▶ [Material for the task]
□ □ □ □

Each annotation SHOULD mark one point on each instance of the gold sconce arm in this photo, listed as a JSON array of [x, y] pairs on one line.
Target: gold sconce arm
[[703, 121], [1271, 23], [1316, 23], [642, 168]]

□ □ □ □

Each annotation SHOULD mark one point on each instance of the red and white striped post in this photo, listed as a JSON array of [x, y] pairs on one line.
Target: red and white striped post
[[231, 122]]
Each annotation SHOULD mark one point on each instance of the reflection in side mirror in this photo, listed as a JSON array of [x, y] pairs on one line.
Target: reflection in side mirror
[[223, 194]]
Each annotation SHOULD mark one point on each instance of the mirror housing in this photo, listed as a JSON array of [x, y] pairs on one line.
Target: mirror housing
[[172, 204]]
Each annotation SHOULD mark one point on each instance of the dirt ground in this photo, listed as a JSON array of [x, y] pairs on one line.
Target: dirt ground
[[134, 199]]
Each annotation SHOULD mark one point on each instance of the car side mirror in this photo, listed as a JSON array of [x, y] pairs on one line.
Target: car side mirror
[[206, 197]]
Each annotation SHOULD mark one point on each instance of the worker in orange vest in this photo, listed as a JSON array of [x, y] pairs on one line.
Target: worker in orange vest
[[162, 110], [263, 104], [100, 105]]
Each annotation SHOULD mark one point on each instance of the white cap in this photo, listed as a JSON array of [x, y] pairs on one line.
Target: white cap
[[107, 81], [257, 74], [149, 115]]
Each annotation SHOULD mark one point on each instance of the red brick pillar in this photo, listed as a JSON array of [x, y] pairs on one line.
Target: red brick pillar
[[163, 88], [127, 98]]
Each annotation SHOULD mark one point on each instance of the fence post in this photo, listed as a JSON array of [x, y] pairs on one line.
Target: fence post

□ □ □ □

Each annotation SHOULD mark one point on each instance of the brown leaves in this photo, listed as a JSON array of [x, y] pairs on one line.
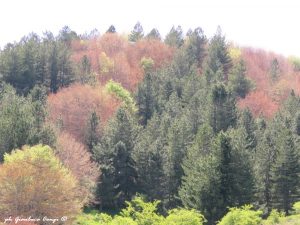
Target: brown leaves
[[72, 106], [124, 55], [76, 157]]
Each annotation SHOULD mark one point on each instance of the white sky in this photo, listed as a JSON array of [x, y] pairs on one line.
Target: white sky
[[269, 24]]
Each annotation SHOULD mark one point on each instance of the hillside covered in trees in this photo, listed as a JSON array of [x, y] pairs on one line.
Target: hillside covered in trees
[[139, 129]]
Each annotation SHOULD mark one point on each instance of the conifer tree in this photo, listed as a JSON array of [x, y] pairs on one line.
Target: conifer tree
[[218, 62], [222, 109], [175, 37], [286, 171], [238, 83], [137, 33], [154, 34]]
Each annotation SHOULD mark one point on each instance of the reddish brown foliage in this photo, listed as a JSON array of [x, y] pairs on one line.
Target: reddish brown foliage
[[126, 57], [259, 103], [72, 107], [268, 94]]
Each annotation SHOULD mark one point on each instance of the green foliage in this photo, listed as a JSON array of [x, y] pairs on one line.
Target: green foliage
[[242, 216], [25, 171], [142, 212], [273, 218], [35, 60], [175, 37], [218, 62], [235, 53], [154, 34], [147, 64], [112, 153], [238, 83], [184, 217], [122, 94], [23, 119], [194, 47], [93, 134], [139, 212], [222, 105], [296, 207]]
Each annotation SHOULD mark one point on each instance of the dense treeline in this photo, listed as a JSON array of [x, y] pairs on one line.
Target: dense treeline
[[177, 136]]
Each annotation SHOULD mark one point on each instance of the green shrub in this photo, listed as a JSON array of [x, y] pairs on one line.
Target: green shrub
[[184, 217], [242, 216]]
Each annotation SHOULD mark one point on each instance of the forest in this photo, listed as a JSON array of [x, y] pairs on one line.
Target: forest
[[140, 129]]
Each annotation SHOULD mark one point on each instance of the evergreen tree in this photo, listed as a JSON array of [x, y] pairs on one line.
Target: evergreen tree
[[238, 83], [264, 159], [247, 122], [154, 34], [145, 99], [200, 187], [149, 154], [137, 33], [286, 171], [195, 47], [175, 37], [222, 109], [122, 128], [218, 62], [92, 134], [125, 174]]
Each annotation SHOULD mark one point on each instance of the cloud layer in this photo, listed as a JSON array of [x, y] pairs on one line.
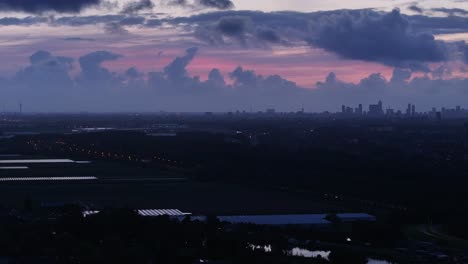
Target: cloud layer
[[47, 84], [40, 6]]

□ □ □ □

▶ [Work required]
Give the listing from the line containing "of the gold" through the line containing "[[703, 121], [1271, 23], [1316, 23], [642, 168]]" as a numbered list, leaving out any blank lines.

▶ [The reply]
1. Each annotation SHOULD mark one point on each instance of the gold sconce arm in this photo, listed as a JSON array of [x, y] pairs on one line.
2. Target: gold sconce arm
3. [[703, 121], [1271, 23], [1316, 23], [642, 168]]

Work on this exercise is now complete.